§ PROBLEM
Write the entries out again. Each one must match exactly.

──────── EXERCISE INPUT

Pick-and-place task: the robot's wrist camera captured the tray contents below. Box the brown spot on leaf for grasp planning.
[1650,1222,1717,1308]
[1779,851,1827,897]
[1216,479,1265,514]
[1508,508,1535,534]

────────────────

§ RESPONSE TO THE TASK
Pick-and-place task: the robot's wrist camera captured the tray contents below. Box the brown spot on leaf for grasp planning.
[1650,1222,1717,1308]
[1779,851,1827,897]
[1216,479,1265,514]
[1508,508,1535,534]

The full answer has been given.